■ **YOUR GOAL**: From the first line to the last, retype the records exactly and skip the pictures.

^^^^

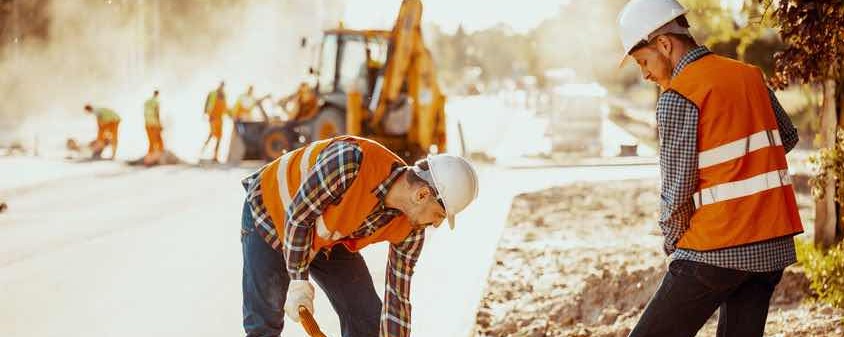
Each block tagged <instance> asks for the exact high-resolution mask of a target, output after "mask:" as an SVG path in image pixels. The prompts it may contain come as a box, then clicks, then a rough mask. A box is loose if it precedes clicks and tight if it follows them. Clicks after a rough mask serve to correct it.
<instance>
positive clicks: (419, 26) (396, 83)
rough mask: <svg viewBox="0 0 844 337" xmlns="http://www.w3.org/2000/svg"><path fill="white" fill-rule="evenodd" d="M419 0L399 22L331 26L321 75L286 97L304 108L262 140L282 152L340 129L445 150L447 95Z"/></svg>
mask: <svg viewBox="0 0 844 337" xmlns="http://www.w3.org/2000/svg"><path fill="white" fill-rule="evenodd" d="M421 13H422V4H421V2H420V1H419V0H404V1H403V2H402V6H401V9H400V10H399V15H398V17H397V19H396V25H395V26H394V28H393V30H391V31H390V30H352V29H344V28H342V27H341V28H338V29H332V30H328V31H325V32H324V35H323V39H322V44H321V46H320V56H319V59H318V60H317V62H316V63H317V64H316V67H315V68H311V69H313V71H311V73H312V75H314V77H315V79H316V83H315V84H314V85H313V86H308V85H304V86H300V87H299V89H298V90H297V93H295V94H293V95H291V96H288V98H286V99H284V100H285V101H295V102H297V104H296V105H297V106H298V108H297V111H296V112H294V113H291V114H290V116H292V117H291V118H289V119H288V120H286V121H284V122H283V123H270V125H269V126H268V127H266V128H265V129H264V131H263V134H262V136H261V137H260V138H261V139H263V143H262V144H260V145H253V147H254V146H259V147H260V148H261V153H262V154H263V157H264V158H265V159H267V160H272V159H275V158H277V157H279V156H281V155H283V154H284V153H285V152H287V151H290V150H292V149H295V148H297V147H300V146H302V145H304V144H306V143H308V142H311V141H315V140H321V139H327V138H331V137H334V136H338V135H344V134H348V135H354V136H361V137H367V138H370V139H373V140H376V141H378V142H380V143H381V144H383V145H385V146H386V147H387V148H389V149H390V150H393V151H394V152H396V153H397V154H399V155H401V156H402V157H404V158H405V159H407V160H409V161H413V160H415V159H419V158H422V157H424V156H425V155H427V154H428V153H430V152H431V151H437V152H443V151H445V112H444V104H445V103H444V102H445V97H444V96H443V95H442V93H441V92H440V89H439V85H438V84H437V80H436V75H435V67H434V63H433V60H432V58H431V55H430V52H429V51H428V49H427V48H426V47H425V45H424V42H423V40H422V35H421V34H422V33H421V29H420V20H421Z"/></svg>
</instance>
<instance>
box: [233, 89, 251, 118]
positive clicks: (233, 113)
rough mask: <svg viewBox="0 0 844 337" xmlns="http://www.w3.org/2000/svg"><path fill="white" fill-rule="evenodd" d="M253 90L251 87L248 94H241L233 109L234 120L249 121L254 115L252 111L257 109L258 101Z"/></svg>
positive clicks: (239, 96)
mask: <svg viewBox="0 0 844 337" xmlns="http://www.w3.org/2000/svg"><path fill="white" fill-rule="evenodd" d="M252 92H253V88H252V86H251V85H250V86H249V88H248V89H246V92H245V93H243V94H241V95H240V96H239V97H238V98H237V101H235V102H234V107H232V119H234V121H239V120H248V119H249V117H250V116H251V114H252V109H253V108H255V104H256V100H255V96H254V95H253V93H252Z"/></svg>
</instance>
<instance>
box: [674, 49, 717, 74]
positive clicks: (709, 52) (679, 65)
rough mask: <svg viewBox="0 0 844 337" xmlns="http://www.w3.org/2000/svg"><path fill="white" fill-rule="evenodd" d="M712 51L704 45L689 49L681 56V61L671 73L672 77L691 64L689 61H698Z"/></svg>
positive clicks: (678, 73) (678, 62)
mask: <svg viewBox="0 0 844 337" xmlns="http://www.w3.org/2000/svg"><path fill="white" fill-rule="evenodd" d="M710 53H711V52H710V51H709V48H706V47H704V46H699V47H695V48H693V49H691V50H689V51H687V52H686V54H685V55H683V57H681V58H680V62H678V63H677V66H676V67H674V71H673V72H672V73H671V77H675V76H677V74H679V73H680V72H681V71H683V68H685V67H686V66H687V65H689V63H692V62H694V61H697V60H699V59H700V58H701V57H704V56H706V55H708V54H710Z"/></svg>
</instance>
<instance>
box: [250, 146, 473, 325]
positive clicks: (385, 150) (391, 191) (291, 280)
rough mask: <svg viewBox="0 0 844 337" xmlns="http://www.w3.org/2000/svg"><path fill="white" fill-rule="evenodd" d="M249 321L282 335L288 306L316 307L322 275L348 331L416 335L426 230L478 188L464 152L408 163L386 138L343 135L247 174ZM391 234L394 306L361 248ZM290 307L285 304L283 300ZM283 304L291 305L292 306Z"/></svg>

^^^^

■ **EXERCISE RESPONSE**:
Each block tagged <instance> asks for the exact high-resolution mask of a target, output after "mask:" as an SVG path in image pixels. The prompts it may contain come as a box, then clicks, then a rough mask. A box is loose if it precedes clicks and tight if it follows them. Clicks after a rough mask serve to correct it.
<instance>
positive clicks: (419, 26) (396, 83)
rough mask: <svg viewBox="0 0 844 337" xmlns="http://www.w3.org/2000/svg"><path fill="white" fill-rule="evenodd" d="M419 0L399 22L331 26L321 75L286 97L304 108L262 140L282 152L340 129L445 150L447 95Z"/></svg>
mask: <svg viewBox="0 0 844 337" xmlns="http://www.w3.org/2000/svg"><path fill="white" fill-rule="evenodd" d="M421 13H422V4H421V2H420V1H419V0H404V1H403V2H402V6H401V9H400V10H399V15H398V17H397V19H396V25H395V26H394V28H393V30H391V31H390V30H352V29H344V28H342V27H341V28H338V29H332V30H328V31H325V32H324V35H323V39H322V44H321V46H320V56H319V59H318V60H317V62H316V63H317V64H316V67H315V68H311V69H313V71H311V73H312V75H314V77H315V79H316V83H315V84H314V85H313V86H308V85H304V86H300V87H299V89H298V90H297V93H295V94H293V95H291V96H288V98H286V99H284V100H285V101H295V102H297V104H296V105H297V106H298V108H297V111H296V112H294V113H291V114H290V116H292V117H291V118H289V119H288V120H286V121H284V122H283V123H270V125H269V126H268V127H266V128H265V129H264V131H263V134H262V136H261V137H260V138H261V139H263V143H262V144H260V145H253V147H254V146H259V147H260V148H261V153H262V154H263V157H264V158H265V159H267V160H272V159H275V158H277V157H279V156H281V155H283V154H284V153H285V152H287V151H290V150H292V149H295V148H297V147H300V146H302V145H304V144H306V143H308V142H311V141H315V140H321V139H327V138H331V137H334V136H338V135H344V134H348V135H354V136H361V137H367V138H370V139H373V140H376V141H378V142H380V143H381V144H383V145H385V146H386V147H387V148H389V149H390V150H393V151H394V152H396V153H397V154H399V155H401V156H402V157H404V158H405V159H407V160H409V161H413V160H415V159H419V158H422V157H424V156H425V155H427V154H428V153H430V152H431V151H437V152H443V151H445V112H444V104H445V103H444V102H445V97H444V96H443V95H442V93H441V92H440V89H439V85H438V84H437V80H436V75H435V67H434V63H433V60H432V58H431V55H430V52H429V51H428V49H427V48H426V47H425V45H424V42H423V40H422V35H421V34H422V33H421V29H420V20H421Z"/></svg>
</instance>
<instance>
box: [233, 89, 251, 118]
positive clicks: (233, 113)
rough mask: <svg viewBox="0 0 844 337" xmlns="http://www.w3.org/2000/svg"><path fill="white" fill-rule="evenodd" d="M253 90L251 87L248 94H241L233 109L234 120L249 121L254 115L252 111L257 109L258 101Z"/></svg>
positive clicks: (239, 96)
mask: <svg viewBox="0 0 844 337" xmlns="http://www.w3.org/2000/svg"><path fill="white" fill-rule="evenodd" d="M252 92H253V88H252V86H251V85H250V86H249V88H248V89H246V92H245V93H243V94H241V95H240V96H239V97H238V98H237V101H235V102H234V107H232V119H234V121H239V120H248V119H249V117H250V116H251V114H252V109H253V108H255V104H256V100H255V96H254V95H253V93H252Z"/></svg>
</instance>
<instance>
box: [674, 49, 717, 74]
positive clicks: (709, 52) (679, 65)
rough mask: <svg viewBox="0 0 844 337" xmlns="http://www.w3.org/2000/svg"><path fill="white" fill-rule="evenodd" d="M712 51L704 45L689 49L681 56V61L671 73L672 77L691 64L689 61H698Z"/></svg>
positive clicks: (678, 73) (678, 62)
mask: <svg viewBox="0 0 844 337" xmlns="http://www.w3.org/2000/svg"><path fill="white" fill-rule="evenodd" d="M710 53H711V52H710V51H709V48H706V47H704V46H699V47H695V48H693V49H691V50H689V51H687V52H686V54H685V55H683V57H681V58H680V62H678V63H677V66H676V67H674V71H673V72H672V73H671V77H675V76H677V74H679V73H680V72H681V71H683V68H685V67H686V66H687V65H689V63H692V62H694V61H697V60H699V59H700V58H701V57H704V56H706V55H708V54H710Z"/></svg>
</instance>
<instance>
box: [250, 146, 473, 325]
positive clicks: (385, 150) (391, 191) (291, 280)
rough mask: <svg viewBox="0 0 844 337" xmlns="http://www.w3.org/2000/svg"><path fill="white" fill-rule="evenodd" d="M249 321L282 335L288 306L316 307L322 275L348 331L416 335L426 230L478 188L464 152L408 163L386 138L343 135L247 174ZM391 234L394 306L361 248ZM290 307L285 304L283 300ZM283 304L291 305L292 306Z"/></svg>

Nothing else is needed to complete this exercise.